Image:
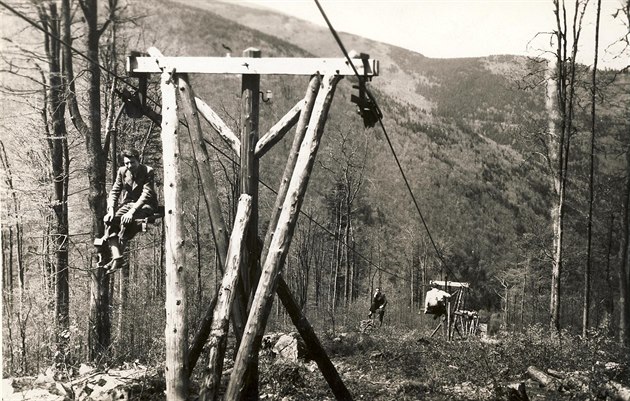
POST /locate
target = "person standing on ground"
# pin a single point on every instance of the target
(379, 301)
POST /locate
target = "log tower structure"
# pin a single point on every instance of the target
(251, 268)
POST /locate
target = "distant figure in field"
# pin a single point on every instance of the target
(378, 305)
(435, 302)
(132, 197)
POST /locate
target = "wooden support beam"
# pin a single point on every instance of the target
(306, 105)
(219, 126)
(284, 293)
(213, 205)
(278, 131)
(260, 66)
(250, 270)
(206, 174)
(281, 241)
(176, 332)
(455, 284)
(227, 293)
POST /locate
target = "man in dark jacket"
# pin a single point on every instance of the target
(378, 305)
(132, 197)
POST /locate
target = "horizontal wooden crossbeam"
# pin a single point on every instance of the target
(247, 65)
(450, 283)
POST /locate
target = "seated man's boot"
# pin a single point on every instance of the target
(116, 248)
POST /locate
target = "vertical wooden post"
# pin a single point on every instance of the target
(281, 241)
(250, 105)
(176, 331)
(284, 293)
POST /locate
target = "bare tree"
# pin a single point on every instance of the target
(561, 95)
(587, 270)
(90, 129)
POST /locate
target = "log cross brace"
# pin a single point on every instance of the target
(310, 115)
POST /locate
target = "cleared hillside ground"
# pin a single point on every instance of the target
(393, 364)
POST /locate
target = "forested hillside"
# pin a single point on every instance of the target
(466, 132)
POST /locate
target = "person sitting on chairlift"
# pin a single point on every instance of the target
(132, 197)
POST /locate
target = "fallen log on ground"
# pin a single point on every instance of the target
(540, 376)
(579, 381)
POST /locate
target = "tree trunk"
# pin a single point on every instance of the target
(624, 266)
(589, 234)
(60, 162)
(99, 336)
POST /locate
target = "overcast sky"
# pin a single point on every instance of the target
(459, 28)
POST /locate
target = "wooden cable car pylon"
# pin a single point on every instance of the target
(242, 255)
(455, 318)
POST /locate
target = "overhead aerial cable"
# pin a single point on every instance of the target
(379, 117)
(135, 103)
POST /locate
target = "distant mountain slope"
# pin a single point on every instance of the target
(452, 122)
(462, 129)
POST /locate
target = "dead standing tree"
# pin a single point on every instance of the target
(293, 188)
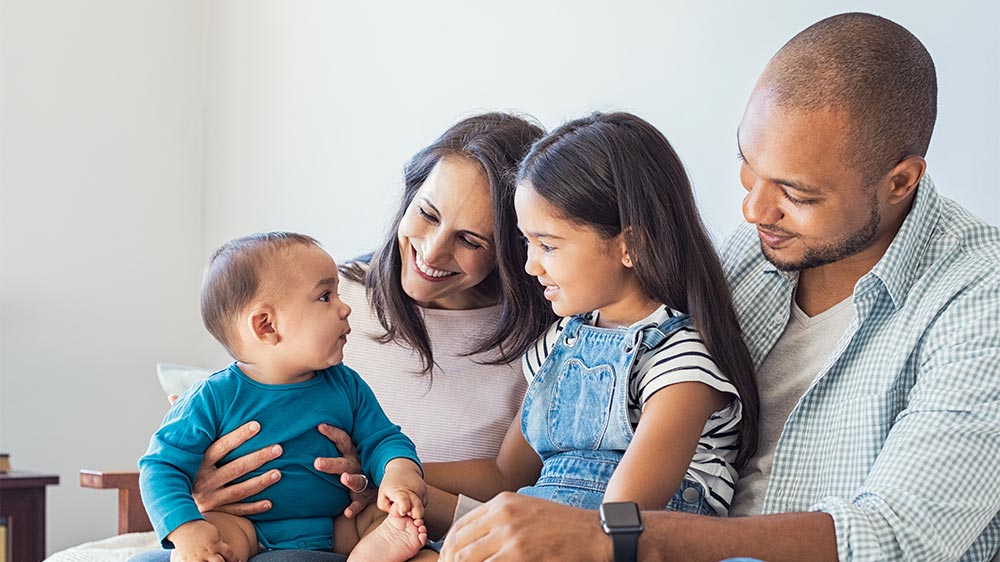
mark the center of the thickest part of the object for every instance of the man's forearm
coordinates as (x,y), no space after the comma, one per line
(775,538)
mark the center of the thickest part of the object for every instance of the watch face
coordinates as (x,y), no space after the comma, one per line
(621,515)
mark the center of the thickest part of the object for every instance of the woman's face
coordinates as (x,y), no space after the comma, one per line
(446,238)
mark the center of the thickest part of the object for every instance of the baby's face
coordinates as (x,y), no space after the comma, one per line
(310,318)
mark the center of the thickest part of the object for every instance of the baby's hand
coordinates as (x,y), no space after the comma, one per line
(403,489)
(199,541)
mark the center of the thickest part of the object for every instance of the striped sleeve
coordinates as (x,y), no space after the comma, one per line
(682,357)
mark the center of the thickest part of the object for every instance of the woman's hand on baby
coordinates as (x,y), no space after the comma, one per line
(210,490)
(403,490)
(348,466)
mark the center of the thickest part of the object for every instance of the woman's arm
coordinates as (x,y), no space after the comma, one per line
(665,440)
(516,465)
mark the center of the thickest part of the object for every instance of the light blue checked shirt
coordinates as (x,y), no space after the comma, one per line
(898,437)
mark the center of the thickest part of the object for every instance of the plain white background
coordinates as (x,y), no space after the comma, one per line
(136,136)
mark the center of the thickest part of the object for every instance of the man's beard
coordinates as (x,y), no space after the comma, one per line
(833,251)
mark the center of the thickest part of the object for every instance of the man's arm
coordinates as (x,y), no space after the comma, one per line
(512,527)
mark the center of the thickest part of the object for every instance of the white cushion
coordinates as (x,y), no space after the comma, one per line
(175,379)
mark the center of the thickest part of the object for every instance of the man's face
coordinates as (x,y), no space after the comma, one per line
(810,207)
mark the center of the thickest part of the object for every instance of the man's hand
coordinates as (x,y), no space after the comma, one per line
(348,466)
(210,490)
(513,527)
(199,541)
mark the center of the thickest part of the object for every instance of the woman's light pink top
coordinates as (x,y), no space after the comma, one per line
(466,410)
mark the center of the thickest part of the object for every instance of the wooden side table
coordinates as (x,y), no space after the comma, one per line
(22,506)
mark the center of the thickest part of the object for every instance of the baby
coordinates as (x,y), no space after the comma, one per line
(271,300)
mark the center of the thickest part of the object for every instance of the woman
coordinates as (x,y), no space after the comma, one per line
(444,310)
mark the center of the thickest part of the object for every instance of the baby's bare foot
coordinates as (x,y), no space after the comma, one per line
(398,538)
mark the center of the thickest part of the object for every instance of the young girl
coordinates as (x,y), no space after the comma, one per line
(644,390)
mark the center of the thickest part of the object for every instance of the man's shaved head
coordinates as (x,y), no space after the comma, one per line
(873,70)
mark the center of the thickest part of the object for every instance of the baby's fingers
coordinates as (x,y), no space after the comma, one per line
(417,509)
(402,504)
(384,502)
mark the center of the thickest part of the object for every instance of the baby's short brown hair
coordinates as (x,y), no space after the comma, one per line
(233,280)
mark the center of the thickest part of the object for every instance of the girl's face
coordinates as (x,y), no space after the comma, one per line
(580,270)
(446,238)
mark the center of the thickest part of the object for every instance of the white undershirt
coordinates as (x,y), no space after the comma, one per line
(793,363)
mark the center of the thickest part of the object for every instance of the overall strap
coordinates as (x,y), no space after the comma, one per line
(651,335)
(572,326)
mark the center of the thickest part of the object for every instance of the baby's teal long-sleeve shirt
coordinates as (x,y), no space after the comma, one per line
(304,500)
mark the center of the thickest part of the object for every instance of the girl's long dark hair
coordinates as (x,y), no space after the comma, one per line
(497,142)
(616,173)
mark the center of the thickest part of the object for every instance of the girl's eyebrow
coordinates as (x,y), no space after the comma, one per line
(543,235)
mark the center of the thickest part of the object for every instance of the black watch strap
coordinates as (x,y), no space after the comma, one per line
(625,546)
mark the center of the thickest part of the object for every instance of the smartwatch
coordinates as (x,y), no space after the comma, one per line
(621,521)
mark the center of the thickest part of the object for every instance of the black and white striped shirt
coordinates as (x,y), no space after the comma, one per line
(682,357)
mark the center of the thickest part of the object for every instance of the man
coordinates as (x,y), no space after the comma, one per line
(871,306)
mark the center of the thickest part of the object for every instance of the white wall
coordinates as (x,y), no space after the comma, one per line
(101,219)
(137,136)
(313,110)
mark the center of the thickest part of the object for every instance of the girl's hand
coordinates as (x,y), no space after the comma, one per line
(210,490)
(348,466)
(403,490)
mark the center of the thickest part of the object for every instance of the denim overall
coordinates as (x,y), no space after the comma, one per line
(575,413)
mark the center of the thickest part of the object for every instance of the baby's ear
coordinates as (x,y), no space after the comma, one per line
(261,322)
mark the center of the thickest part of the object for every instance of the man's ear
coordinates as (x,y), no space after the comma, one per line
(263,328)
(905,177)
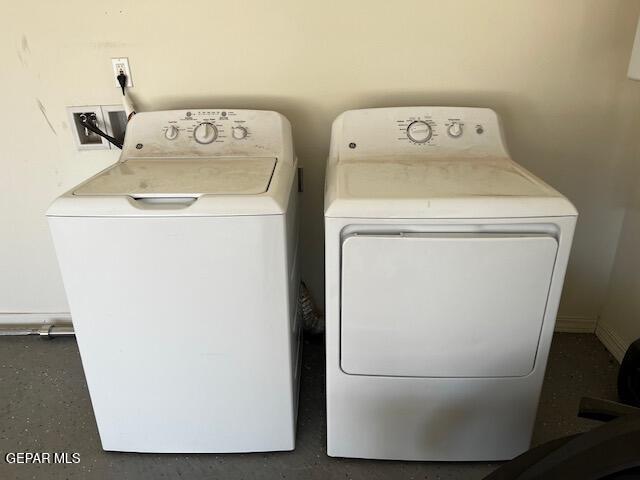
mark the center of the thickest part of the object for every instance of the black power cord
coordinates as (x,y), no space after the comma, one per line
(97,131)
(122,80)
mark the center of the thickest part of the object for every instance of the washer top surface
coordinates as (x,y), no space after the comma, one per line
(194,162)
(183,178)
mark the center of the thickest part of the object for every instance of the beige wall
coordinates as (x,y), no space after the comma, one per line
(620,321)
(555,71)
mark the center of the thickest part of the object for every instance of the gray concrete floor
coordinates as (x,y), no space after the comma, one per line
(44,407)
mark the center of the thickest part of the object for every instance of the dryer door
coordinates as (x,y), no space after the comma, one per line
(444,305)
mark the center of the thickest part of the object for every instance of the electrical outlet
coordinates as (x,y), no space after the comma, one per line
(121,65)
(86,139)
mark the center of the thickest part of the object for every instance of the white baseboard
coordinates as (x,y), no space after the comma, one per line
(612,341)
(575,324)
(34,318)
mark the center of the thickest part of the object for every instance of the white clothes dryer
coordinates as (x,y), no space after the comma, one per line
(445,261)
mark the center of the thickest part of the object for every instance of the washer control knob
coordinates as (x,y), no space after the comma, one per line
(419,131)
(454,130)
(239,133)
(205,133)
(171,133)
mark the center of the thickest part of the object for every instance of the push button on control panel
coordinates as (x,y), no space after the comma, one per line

:: Exercise requirements ::
Read the listing. Report every line that includes the word "girl".

:: Task solution ::
mark the center of the thickest part of the object for every instance of the young girl
mark the center of the thickest part of the object for every instance of the girl's face
mark the center of the thickest part of the object for every instance of the girl's long dark hair
mark the center of the thickest part of the object for every instance of the girl's eyebrow
mark the center of the thickest part of the object for every instance of the girl's hand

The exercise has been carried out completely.